**SUPPLIED PASSAGE:**
>>

1.4 Rule Function Interface

Every Unicode rule becomes a named function:

// BreakAction represents what to do at current position
type BreakAction int

const (
    BreakProhibited BreakAction = iota  // × - Don't break
    BreakAllowed                        // ÷ - Break allowed
    BreakMandatory                      // ! - Must break
)

// BreakRule checks if a rule applies and returns the action
type BreakRule func(ctx *BreakContext) (matched bool, action BreakAction)

Example rules:

// ruleLB3: Don't break within CRLF (CR × LF)
// https://www.unicode.org/reports/tr14/#LB3
func ruleLB3(ctx *BreakContext) (bool, BreakAction) {
    if ctx.Prev() & LB_CR != 0 && ctx.Curr() & LB_LF != 0 {
        return true, BreakProhibited
    }
    return false, BreakAllowed
}

// ruleLB4: Always break after hard line breaks (BK !)
// https://www.unicode.org/reports/tr14/#LB4
func ruleLB4(ctx *BreakContext) (bool, BreakAction) {
    if ctx.Prev() & LB_BK != 0 {
        return true, BreakMandatory
    }
    return false, BreakAllowed
}

// ruleLB14: Don't break after opening punctuation, even with spaces (OP SP* ×)
// https://www.unicode.org/reports/tr14/#LB14
func ruleLB14(ctx *BreakContext) (bool, BreakAction) {
    state := ctx.state.(*LineBreakState)
    if state.lastNonSpace & LB_OPENING != 0 {
        return true, BreakProhibited
    }
    return false, BreakAllowed
}

// ruleLB30: Don't break between emoji base and modifier (ExtPict × EM)
// https://www.unicode.org/reports/tr14/#LB30
// NOTE: Uses emoji property, not line break class!
func ruleLB30(ctx *BreakContext) (bool, BreakAction) {
    // Check Extended_Pictographic from emoji data (UTS #51)
    prevPos := ctx.pos - 1
    if prevPos >= 0 && ctx.emojiData[prevPos] & Emoji_ExtendedPictographic != 0 {
        // Check if current is Emoji Modifier (line break class)
        if ctx.Curr() & LB_EM != 0 {
            return true, BreakProhibited
        }
    }
    return false, BreakAllowed
}

// ruleGB11: Don't break emoji ZWJ sequences (ExtPict Extend* ZWJ × ExtPict)
// https://www.unicode.org/reports/tr29/#GB11
func ruleGB11(ctx *BreakContext) (bool, BreakAction) {
    // Current is ExtendedPictographic?

<<

**Items from a data source:**
>>

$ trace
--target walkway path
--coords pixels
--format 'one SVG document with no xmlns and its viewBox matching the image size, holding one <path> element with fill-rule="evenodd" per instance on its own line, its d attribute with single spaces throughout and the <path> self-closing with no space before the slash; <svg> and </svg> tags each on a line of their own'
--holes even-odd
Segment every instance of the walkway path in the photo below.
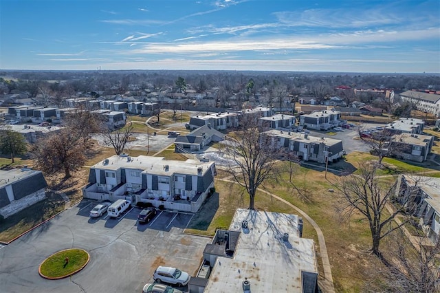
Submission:
<svg viewBox="0 0 440 293">
<path fill-rule="evenodd" d="M 225 181 L 226 182 L 236 184 L 235 181 L 229 180 L 227 179 L 218 179 L 218 180 L 221 181 Z M 321 256 L 321 259 L 322 260 L 322 267 L 324 269 L 324 277 L 325 279 L 324 284 L 323 284 L 324 287 L 322 287 L 321 289 L 322 289 L 322 291 L 324 292 L 334 292 L 335 287 L 333 283 L 333 276 L 331 276 L 331 268 L 330 266 L 330 261 L 329 260 L 329 254 L 327 253 L 327 248 L 325 244 L 325 239 L 324 239 L 324 235 L 322 234 L 322 231 L 321 230 L 320 228 L 319 228 L 319 226 L 318 226 L 316 222 L 314 221 L 314 219 L 311 219 L 307 214 L 306 214 L 305 212 L 302 210 L 300 208 L 299 208 L 296 206 L 292 204 L 290 202 L 278 197 L 278 195 L 275 195 L 273 193 L 271 193 L 268 191 L 266 191 L 261 188 L 258 188 L 258 191 L 264 193 L 266 193 L 268 195 L 270 195 L 274 199 L 278 199 L 280 202 L 282 202 L 284 204 L 287 204 L 287 206 L 290 206 L 291 208 L 296 210 L 296 211 L 298 211 L 298 213 L 300 213 L 301 216 L 304 219 L 305 219 L 309 223 L 310 223 L 310 224 L 314 227 L 314 228 L 316 231 L 316 234 L 318 235 L 318 241 L 319 243 L 320 254 Z"/>
</svg>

<<

**TASK OBJECTIVE:**
Reproduce the stretch of the rule function text from "func ruleLB30(ctx *BreakContext)" through "(line break class)". The rows are not needed for anything that follows.

**EXERCISE ANSWER:**
func ruleLB30(ctx *BreakContext) (bool, BreakAction) {
    // Check Extended_Pictographic from emoji data (UTS #51)
    prevPos := ctx.pos - 1
    if prevPos >= 0 && ctx.emojiData[prevPos] & Emoji_ExtendedPictographic != 0 {
        // Check if current is Emoji Modifier (line break class)